- Your instructions -
Skip the pictures. Copy all the rest of the records down exactly.

— Start Provided data —

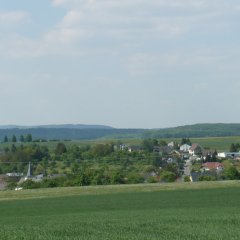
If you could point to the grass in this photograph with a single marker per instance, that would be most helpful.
(152, 211)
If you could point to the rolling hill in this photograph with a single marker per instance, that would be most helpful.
(91, 132)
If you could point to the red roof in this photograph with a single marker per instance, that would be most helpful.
(212, 165)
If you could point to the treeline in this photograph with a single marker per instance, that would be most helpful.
(195, 131)
(98, 164)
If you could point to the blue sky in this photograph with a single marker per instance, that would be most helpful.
(128, 63)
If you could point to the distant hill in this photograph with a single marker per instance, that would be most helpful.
(58, 126)
(91, 132)
(196, 130)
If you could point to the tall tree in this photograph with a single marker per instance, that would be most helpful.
(14, 138)
(28, 138)
(22, 139)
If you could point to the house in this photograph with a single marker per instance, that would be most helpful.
(196, 176)
(134, 149)
(228, 155)
(196, 150)
(212, 166)
(185, 148)
(172, 144)
(14, 174)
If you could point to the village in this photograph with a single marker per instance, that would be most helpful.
(190, 162)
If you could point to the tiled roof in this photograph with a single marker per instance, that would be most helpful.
(212, 165)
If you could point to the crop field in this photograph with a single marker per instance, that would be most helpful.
(218, 143)
(148, 211)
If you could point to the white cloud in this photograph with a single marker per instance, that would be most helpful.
(12, 17)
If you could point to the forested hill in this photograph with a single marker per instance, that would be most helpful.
(76, 132)
(196, 130)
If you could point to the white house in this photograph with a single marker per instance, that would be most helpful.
(228, 154)
(185, 147)
(196, 150)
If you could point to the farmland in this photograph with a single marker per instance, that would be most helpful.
(145, 211)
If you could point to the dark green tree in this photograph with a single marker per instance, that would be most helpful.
(60, 149)
(22, 139)
(28, 138)
(14, 138)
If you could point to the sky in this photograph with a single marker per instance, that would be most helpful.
(123, 63)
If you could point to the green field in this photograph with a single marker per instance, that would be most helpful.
(148, 211)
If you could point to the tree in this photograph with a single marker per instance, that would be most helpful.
(14, 138)
(22, 139)
(60, 149)
(186, 141)
(231, 173)
(167, 176)
(28, 138)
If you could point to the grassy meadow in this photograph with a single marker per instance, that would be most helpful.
(146, 211)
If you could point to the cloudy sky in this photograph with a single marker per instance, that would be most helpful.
(124, 63)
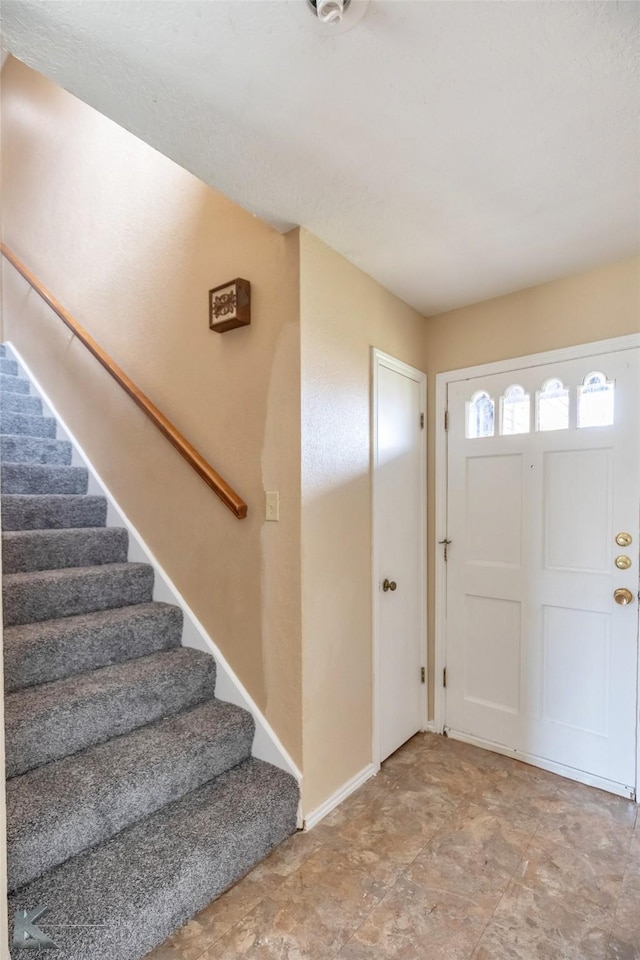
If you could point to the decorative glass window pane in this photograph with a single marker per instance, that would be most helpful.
(553, 406)
(515, 411)
(595, 401)
(480, 416)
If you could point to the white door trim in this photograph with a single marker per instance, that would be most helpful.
(442, 382)
(378, 359)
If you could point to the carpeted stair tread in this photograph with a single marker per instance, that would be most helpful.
(27, 550)
(15, 448)
(155, 875)
(50, 650)
(51, 594)
(12, 422)
(52, 511)
(57, 719)
(7, 366)
(60, 809)
(9, 383)
(21, 403)
(43, 478)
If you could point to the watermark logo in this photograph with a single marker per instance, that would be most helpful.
(26, 935)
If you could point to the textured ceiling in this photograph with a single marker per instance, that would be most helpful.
(453, 150)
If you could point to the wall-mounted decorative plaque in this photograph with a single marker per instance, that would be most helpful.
(230, 305)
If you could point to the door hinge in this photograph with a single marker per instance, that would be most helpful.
(445, 543)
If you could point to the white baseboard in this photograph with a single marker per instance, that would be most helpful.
(266, 744)
(561, 769)
(340, 795)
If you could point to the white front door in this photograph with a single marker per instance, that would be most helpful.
(399, 530)
(543, 494)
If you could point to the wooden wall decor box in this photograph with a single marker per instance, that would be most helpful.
(230, 305)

— End Provided data —

- The reply -
If you could point to the grass in this photograph with a single marker per instance, that would be most helpful.
(152, 211)
If you could point to the rolling hill in this photograph with a single marker per instance, that would be most helpful.
(91, 132)
If you could point to the red roof in this photograph with a single marker per instance, that would be most helpful.
(212, 165)
If you could point to the treeline in this photograph with a single marker per instance, that would be most helpful.
(195, 131)
(98, 164)
If you could point to the blue sky in this photograph with a single marker per instance, that would be most helpful.
(128, 63)
If you could point to the distant hill in this photograph with a single marker per instance, that would be most helpful.
(58, 126)
(91, 132)
(196, 130)
If you could point to the tall tree in this photograph with a single marker per instance, that would be most helpful.
(14, 138)
(28, 138)
(22, 139)
If you could point to the house in this photograph with a single marker per instance, that would be most helpful.
(196, 176)
(134, 149)
(228, 155)
(196, 150)
(212, 166)
(185, 148)
(172, 144)
(14, 174)
If you could point to the village in this photograph with a single marker per instance, that would be most helpful.
(190, 162)
If you could point to the tiled roof in this photograph with a single marker per instance, that would be most helpful.
(212, 165)
If you could point to the crop field in this photograph with a single marker per instance, that would be most helpful.
(218, 143)
(148, 211)
If you could point to the white cloud in this photograph with a single marker per instance, that would be most helpful.
(12, 17)
If you could point to the forested hill in this photograph with a single marker per instance, that would be most helpful.
(76, 132)
(196, 130)
If you could point to the white house in this photograph with a single marker per instance, that would be most helpful.
(228, 154)
(185, 147)
(196, 150)
If you could point to the farmland in this photograph with a single marker per instance, that would be most helpful.
(145, 211)
If you could point to the dark green tree in this photograph with a single marker per instance, that would be most helpful.
(60, 149)
(22, 139)
(28, 138)
(14, 138)
If you could point to the sky in this photograph with a single marker per instance, that would be most helpful.
(123, 63)
If you could point to the green field in this photograph with a single marker per instance, that would be most helpful.
(148, 211)
If you could point to the tree in this photograph with a single marker per instance, that would be most helpful.
(14, 138)
(22, 139)
(60, 149)
(186, 141)
(231, 173)
(167, 176)
(28, 138)
If you could point to the grassy meadow in this photograph with a single marker per instance, that would be most helpful.
(146, 211)
If you could point to the cloudy sky in this photograph with a single marker per instance, that would be most helpful.
(124, 63)
If you could point to the decorative glass window pane in this photograph with a single marker per instance, that would be most helpful.
(553, 406)
(515, 411)
(595, 401)
(480, 416)
If you could point to the white door trim in this photograph with a single marker per instance, that would be most helpful.
(442, 382)
(378, 359)
If you could point to the carpeted stair tread in this photograph with a single marker per instance, that would be most helpful.
(27, 550)
(15, 448)
(155, 875)
(50, 650)
(51, 594)
(12, 422)
(52, 511)
(57, 719)
(7, 366)
(60, 809)
(9, 383)
(21, 403)
(43, 478)
If you could point to the watermark logo in this photograph with a single marker per instance, that would be most helpful.
(26, 935)
If you could point to the textured ceiling in this photograph with a single marker per instance, that would be most helpful.
(453, 150)
If you could point to the wall-mounted decorative plaque in this photograph with a single marker per instance, that would be most helpful.
(230, 305)
If you could point to the door hinge in this photograph with a single marker per instance, that would be most helpful.
(445, 543)
If you could point to the white baseboard in this photograph with a single marker per instance, that would be most helpful.
(266, 744)
(561, 769)
(340, 795)
If you could point to the white front door in this photograph with a single marker per instance, that would be most helpful.
(399, 530)
(543, 494)
If you could point to the wooden wall decor box in this photograph with a single marker per instance, that would be most helpful.
(230, 305)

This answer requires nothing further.